### TEXTO
++++++++
07 Janeiro 2013
Farsi prossimo [Fazer-se próximo] é o título do quarto volume da série Il pensiero, il cuore, la parola di Carlo Maria Martini. Inclui as cartas pastorais escritas nos anos 1980 do período milanês.
A introdução é do padre Gino Rigoldi, capelão do Instituto Penal para Menores "Cesare Beccaria", de Milão, que aqui publicamos. O artigo foi publicado no jornal Corriere della Sera, 30-12-2012. A tradução é de Moisés Sbardelotto.
Eis o texto.
É preciso usar com prudência o nome de Deus, porque um perigo grave e nada distante é o de imaginar Deus, justamente imaginar, com base nos relatos das vovós, de um sacerdote que nos impressionou particularmente, de uma oração que aprendemos quando pequenos ou de uma ideia que tivemos por conta própria. Quando um cristão diz que acredita em Deus, deve estar consciente de que está falando de Jesus Cristo que é Deus, isto é, de um homem com comportamentos humanos, que nasceu, morreu e ressuscitou porque é Deus.
++++++++
(Entradas de um conjunto de dados de apontamento)
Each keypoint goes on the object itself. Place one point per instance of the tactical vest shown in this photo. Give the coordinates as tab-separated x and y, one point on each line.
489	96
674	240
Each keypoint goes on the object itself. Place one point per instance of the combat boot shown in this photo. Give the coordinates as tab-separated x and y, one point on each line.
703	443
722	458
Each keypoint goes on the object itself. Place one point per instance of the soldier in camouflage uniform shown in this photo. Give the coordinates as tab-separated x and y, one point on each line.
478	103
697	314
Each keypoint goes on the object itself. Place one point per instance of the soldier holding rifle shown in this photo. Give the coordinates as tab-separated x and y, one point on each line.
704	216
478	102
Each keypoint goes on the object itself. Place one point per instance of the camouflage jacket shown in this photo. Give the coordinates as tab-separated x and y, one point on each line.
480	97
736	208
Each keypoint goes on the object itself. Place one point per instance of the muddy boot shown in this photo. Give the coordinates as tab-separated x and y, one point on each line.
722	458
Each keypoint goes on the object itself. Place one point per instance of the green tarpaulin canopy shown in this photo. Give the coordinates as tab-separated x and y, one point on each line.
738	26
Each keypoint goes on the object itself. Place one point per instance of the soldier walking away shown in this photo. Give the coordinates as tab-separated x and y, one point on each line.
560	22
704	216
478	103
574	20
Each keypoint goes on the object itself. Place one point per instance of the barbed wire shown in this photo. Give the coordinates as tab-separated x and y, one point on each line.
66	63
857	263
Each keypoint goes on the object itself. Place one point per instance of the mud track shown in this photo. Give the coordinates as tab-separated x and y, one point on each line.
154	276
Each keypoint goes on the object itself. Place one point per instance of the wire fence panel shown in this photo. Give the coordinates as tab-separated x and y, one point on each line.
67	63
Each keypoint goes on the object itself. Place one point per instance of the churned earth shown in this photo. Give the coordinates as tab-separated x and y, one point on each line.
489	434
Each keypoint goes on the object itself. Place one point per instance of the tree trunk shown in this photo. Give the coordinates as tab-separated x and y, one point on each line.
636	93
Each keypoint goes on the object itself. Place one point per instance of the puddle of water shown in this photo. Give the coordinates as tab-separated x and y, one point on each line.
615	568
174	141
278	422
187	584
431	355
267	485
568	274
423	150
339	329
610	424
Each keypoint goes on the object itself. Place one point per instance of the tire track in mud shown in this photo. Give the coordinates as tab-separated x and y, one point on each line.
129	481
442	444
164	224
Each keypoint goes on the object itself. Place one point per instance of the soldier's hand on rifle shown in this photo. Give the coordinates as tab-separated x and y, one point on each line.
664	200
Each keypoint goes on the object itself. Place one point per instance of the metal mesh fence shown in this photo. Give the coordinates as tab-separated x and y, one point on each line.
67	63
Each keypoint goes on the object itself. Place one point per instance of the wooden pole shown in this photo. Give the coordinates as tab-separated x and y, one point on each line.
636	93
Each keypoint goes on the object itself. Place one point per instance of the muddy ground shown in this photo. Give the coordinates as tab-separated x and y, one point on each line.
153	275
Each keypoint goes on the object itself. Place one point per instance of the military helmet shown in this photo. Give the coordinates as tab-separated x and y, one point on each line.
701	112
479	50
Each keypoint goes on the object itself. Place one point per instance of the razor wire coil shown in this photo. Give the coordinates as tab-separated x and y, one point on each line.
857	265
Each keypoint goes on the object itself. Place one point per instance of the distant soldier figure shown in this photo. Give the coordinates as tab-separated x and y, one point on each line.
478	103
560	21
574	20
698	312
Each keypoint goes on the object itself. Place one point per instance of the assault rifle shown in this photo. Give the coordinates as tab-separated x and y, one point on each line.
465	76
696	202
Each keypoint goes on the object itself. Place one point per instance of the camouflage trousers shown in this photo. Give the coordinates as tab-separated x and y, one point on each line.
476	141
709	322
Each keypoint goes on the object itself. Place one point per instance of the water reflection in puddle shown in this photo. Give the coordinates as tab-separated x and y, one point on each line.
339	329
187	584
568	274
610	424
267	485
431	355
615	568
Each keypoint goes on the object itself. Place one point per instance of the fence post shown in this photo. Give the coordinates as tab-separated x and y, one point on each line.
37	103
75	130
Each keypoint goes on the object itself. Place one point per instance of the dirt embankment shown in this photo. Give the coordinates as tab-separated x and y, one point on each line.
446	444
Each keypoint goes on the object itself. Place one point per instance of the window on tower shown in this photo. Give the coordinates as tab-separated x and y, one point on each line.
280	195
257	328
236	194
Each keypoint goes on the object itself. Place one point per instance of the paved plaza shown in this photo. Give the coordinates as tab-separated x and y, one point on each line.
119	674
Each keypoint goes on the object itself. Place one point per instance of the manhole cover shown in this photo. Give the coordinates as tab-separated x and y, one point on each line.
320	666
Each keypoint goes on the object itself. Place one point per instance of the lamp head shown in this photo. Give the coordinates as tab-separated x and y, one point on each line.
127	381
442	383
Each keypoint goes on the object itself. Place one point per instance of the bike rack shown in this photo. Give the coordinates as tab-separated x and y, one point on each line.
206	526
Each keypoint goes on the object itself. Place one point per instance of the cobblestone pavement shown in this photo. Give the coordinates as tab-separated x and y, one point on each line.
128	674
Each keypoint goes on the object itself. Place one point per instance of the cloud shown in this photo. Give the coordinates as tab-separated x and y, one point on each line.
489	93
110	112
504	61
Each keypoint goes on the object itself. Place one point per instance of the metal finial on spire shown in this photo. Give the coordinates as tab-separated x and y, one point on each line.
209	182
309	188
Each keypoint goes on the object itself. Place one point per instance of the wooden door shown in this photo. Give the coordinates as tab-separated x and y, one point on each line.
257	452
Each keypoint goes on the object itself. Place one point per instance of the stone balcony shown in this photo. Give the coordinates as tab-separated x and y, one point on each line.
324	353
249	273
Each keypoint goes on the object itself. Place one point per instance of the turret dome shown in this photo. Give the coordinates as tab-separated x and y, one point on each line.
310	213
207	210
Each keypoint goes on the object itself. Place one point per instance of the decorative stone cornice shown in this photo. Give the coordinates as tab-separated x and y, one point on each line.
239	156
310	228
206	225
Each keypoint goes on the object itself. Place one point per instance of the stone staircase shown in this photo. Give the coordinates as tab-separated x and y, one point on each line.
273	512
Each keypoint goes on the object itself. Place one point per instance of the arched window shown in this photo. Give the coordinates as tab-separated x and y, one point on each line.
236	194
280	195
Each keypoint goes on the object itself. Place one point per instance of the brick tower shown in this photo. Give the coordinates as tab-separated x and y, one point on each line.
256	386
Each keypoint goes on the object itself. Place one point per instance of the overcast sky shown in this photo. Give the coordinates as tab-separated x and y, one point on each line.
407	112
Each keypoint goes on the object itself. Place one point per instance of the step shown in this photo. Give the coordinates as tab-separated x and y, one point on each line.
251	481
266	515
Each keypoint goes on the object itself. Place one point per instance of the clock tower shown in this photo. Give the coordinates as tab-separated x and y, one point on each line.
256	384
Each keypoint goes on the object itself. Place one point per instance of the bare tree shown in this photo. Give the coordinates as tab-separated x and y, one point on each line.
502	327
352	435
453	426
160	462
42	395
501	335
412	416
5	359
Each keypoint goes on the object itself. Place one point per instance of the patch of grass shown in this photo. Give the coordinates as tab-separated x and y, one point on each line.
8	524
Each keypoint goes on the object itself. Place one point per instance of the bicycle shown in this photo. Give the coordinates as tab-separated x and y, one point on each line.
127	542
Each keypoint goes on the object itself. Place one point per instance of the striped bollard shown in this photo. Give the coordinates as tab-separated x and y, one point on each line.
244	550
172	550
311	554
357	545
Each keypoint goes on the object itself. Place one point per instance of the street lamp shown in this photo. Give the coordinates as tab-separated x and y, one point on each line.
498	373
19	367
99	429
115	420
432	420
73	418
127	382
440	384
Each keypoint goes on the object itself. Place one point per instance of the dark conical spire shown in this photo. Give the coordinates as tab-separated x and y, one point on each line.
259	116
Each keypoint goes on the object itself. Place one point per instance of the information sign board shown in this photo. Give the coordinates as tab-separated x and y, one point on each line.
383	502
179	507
++++++++
### INSTRUÇÃO DADA
Reescreva o trecho do texto entre "A introdução é" e "de Moisés Sbardelotto.", inclusive, trocando "capelão" por "diretor".

### SOLUÇÃO DA TAREFA
A introdução é do padre Gino Rigoldi, diretor do Instituto Penal para Menores "Cesare Beccaria", de Milão, que aqui publicamos. O artigo foi publicado no jornal Corriere della Sera, 30-12-2012. A tradução é de Moisés Sbardelotto.